Tasks for this exercise:
(1) In the animation patterns page below, which tool does the table list as typical for continuous (looping) animation?
(2) Rewrite the paragraph beginning "The decision framework says" in the animation patterns page below as a short bulleted list that keeps its main facts.
(3) Please pick up the animation patterns page below from its last line and continue it.
--- Start Given passage ---
Animation Patterns: Which Tool Fits Which Animation

One-line definition: A practical, example-driven application of the modifier decision framework (built-in chain → lambda-form modifier → wrapper composable → Modifier.Node) specifically to animation patterns: value-change, triggered, and continuous animations. Includes phase-deferral techniques for animated values, the 4-ingredient parallax framework, and the wrapper-vs-component distinction that determines whether a composable actually adds a LayoutNode.

This file is the practice companion to:

• compose-custom-modifiers.md (the how of Modifier.Node)
• compose-when-to-use-custom-modifiers.md (the when, with internals)

1. Why this exists

The decision framework says “promote to Modifier.Node when you need continuous animation / lifecycle / phase-targeted invalidation.” That rule is easy to recite but hard to apply at speed. This file walks through six real animation cases — pulsating border, traveling light, gradient border, color fade, parallax scroll, parallax tilt — and shows exactly which tool wins for each, with code.

The unifying insight: the kind of animation you’re doing predicts the right tool.

   Animation kind            Typical tool                   Example
   ─────────────────         ──────────────                 ──────────────────
   Value change              Built-in `animate*AsState`     Color fade on toggle
   Triggered (one-shot)      Built-in OR Node (depends)     Heart pop, shake
   Continuous (looping)      Modifier.Node                  Pulsating border, traveling light
   Static styling            Built-in chain                 Gradient border

2. Three categories of animation, mapped to tools

A. Value-change animation — “from value A to value B, smoothly”
--- End Given passage ---
--- Start Records provided ---
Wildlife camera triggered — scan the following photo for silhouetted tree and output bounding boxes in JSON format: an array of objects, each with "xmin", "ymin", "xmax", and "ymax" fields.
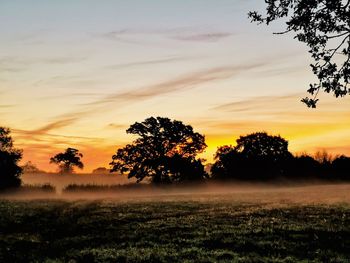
[
  {"xmin": 212, "ymin": 132, "xmax": 293, "ymax": 180},
  {"xmin": 92, "ymin": 167, "xmax": 109, "ymax": 174},
  {"xmin": 249, "ymin": 0, "xmax": 350, "ymax": 108},
  {"xmin": 332, "ymin": 155, "xmax": 350, "ymax": 180},
  {"xmin": 288, "ymin": 154, "xmax": 322, "ymax": 179},
  {"xmin": 50, "ymin": 148, "xmax": 84, "ymax": 174},
  {"xmin": 0, "ymin": 127, "xmax": 22, "ymax": 190},
  {"xmin": 22, "ymin": 161, "xmax": 44, "ymax": 174},
  {"xmin": 110, "ymin": 117, "xmax": 206, "ymax": 183}
]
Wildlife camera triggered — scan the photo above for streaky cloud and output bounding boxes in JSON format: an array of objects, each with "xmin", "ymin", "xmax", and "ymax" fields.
[
  {"xmin": 106, "ymin": 56, "xmax": 200, "ymax": 69},
  {"xmin": 22, "ymin": 63, "xmax": 264, "ymax": 134}
]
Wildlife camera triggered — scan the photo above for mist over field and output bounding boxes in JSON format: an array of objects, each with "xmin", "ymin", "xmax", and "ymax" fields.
[{"xmin": 4, "ymin": 174, "xmax": 350, "ymax": 206}]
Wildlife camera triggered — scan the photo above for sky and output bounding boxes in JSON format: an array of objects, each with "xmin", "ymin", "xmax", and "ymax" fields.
[{"xmin": 0, "ymin": 0, "xmax": 350, "ymax": 172}]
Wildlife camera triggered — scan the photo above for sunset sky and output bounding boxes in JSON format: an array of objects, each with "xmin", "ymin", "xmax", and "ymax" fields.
[{"xmin": 0, "ymin": 0, "xmax": 350, "ymax": 172}]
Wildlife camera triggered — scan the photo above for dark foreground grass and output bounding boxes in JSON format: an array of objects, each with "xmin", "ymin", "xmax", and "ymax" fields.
[{"xmin": 0, "ymin": 201, "xmax": 350, "ymax": 262}]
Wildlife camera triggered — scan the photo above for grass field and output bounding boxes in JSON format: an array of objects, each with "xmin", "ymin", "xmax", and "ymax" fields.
[{"xmin": 0, "ymin": 196, "xmax": 350, "ymax": 262}]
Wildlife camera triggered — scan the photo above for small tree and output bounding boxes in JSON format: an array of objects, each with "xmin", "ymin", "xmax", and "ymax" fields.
[
  {"xmin": 211, "ymin": 132, "xmax": 293, "ymax": 180},
  {"xmin": 22, "ymin": 161, "xmax": 44, "ymax": 174},
  {"xmin": 110, "ymin": 117, "xmax": 206, "ymax": 183},
  {"xmin": 332, "ymin": 155, "xmax": 350, "ymax": 180},
  {"xmin": 249, "ymin": 0, "xmax": 350, "ymax": 108},
  {"xmin": 0, "ymin": 127, "xmax": 22, "ymax": 190},
  {"xmin": 50, "ymin": 148, "xmax": 84, "ymax": 174}
]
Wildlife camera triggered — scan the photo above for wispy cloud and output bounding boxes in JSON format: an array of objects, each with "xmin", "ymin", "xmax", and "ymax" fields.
[
  {"xmin": 0, "ymin": 56, "xmax": 87, "ymax": 73},
  {"xmin": 88, "ymin": 63, "xmax": 264, "ymax": 106},
  {"xmin": 213, "ymin": 93, "xmax": 303, "ymax": 113},
  {"xmin": 25, "ymin": 63, "xmax": 264, "ymax": 137},
  {"xmin": 106, "ymin": 57, "xmax": 200, "ymax": 69},
  {"xmin": 171, "ymin": 32, "xmax": 233, "ymax": 42},
  {"xmin": 102, "ymin": 27, "xmax": 235, "ymax": 43}
]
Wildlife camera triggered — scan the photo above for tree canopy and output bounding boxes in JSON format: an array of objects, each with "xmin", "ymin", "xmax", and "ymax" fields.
[
  {"xmin": 211, "ymin": 132, "xmax": 292, "ymax": 180},
  {"xmin": 110, "ymin": 117, "xmax": 207, "ymax": 183},
  {"xmin": 50, "ymin": 148, "xmax": 84, "ymax": 174},
  {"xmin": 249, "ymin": 0, "xmax": 350, "ymax": 108},
  {"xmin": 0, "ymin": 127, "xmax": 22, "ymax": 189}
]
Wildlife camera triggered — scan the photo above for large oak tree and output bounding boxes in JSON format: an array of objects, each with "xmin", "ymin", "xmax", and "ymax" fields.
[{"xmin": 111, "ymin": 117, "xmax": 206, "ymax": 183}]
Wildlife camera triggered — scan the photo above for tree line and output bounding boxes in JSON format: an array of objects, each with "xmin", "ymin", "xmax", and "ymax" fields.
[{"xmin": 0, "ymin": 117, "xmax": 350, "ymax": 189}]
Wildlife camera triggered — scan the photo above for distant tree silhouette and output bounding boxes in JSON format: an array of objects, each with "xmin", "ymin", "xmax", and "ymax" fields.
[
  {"xmin": 110, "ymin": 117, "xmax": 206, "ymax": 183},
  {"xmin": 211, "ymin": 132, "xmax": 293, "ymax": 180},
  {"xmin": 92, "ymin": 167, "xmax": 109, "ymax": 174},
  {"xmin": 0, "ymin": 127, "xmax": 22, "ymax": 190},
  {"xmin": 22, "ymin": 161, "xmax": 44, "ymax": 174},
  {"xmin": 288, "ymin": 154, "xmax": 322, "ymax": 179},
  {"xmin": 332, "ymin": 155, "xmax": 350, "ymax": 180},
  {"xmin": 249, "ymin": 0, "xmax": 350, "ymax": 108},
  {"xmin": 50, "ymin": 148, "xmax": 84, "ymax": 174}
]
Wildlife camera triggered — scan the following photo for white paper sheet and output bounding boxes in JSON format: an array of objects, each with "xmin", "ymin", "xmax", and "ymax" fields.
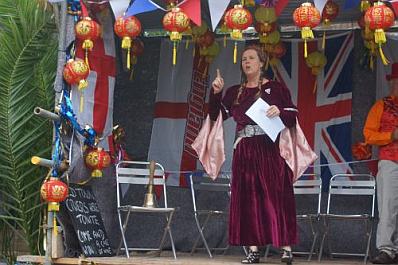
[{"xmin": 246, "ymin": 98, "xmax": 285, "ymax": 142}]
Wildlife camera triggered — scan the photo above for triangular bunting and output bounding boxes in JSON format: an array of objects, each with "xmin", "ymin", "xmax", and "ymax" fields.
[
  {"xmin": 209, "ymin": 0, "xmax": 230, "ymax": 31},
  {"xmin": 126, "ymin": 0, "xmax": 158, "ymax": 16}
]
--- End Records provided ---
Expected responses:
(1) Modifier.Node.

(2)
- The decision framework's rule: promote to Modifier.Node when you need continuous animation, lifecycle, or phase-targeted invalidation.
- The rule is easy to recite but hard to apply at speed.
- The file covers six real animation cases: pulsating border, traveling light, gradient border, color fade, parallax scroll, and parallax tilt.
- For each case, it shows with code which tool wins.

(3)
User toggles enabled. Color, size, alpha, or whatever smoothly tweens from one fixed value to another.

• Tool: animateColorAsState, animateFloatAsState, animateIntAsState, animateDpAsState, animateOffsetAsState.
• Phase concern: where you READ the resulting State decides whether it recomposes per frame.
  • Read in @Composable body → composition invalidates per frame → 15–20 recompositions per animation.
  • Read in Modifier.graphicsLayer { } lambda → only draw invalidates → 0 recompositions.
  • Read in Modifier.drawBehind { } lambda → only draw invalidates → 0 recompositions.
• Node needed? No. Built-in is the right choice.

B. Triggered animation — “play this once when the trigger fires”

User taps something → animation plays out → settles. Shake, heart pop, success checkmark.

• Built-in option: Animatable driven by LaunchedEffect(trigger). Works.
• Wrapper option: a @Composable wrapper that takes content. Costs one extra LayoutNode.
• Node option: Modifier.x(trigger: Int) with update() detecting trigger change and restarting the animation. Costs nothing extra in LayoutNodes, packages as a plain chainable modifier, allocation-free in lists.
• Node needed? Borderline. If used at one site, built-in is fine. If reused, Node wins.

C. Continuous animation — “this animates forever while visible”

Pulsating border, traveling light, breathing dot, infinite loading spinner.

• Built-in option: rememberInfiniteTransition + Modifier.drawBehind { }. Works on a single screen.
• Wrapper option: same as above but requires a @Composable wrapper. Costs one extra LayoutNode.
• Node option: animation coroutine in onAttach, cancelled in onDetach. Plain modifier API. Lifecycle-correct: stops when scrolled off-screen or in NavHost back stack. Battery-correct.
• Node needed? Yes, for any continuous animation that’s reused or that should respect attachment lifecycle.

D. Static styling — “this is just a fixed visual”

Gradient border, custom shape, padding, fixed color.

• Tool: Modifier.border(), Brush.linearGradient(), etc. Chained built-ins.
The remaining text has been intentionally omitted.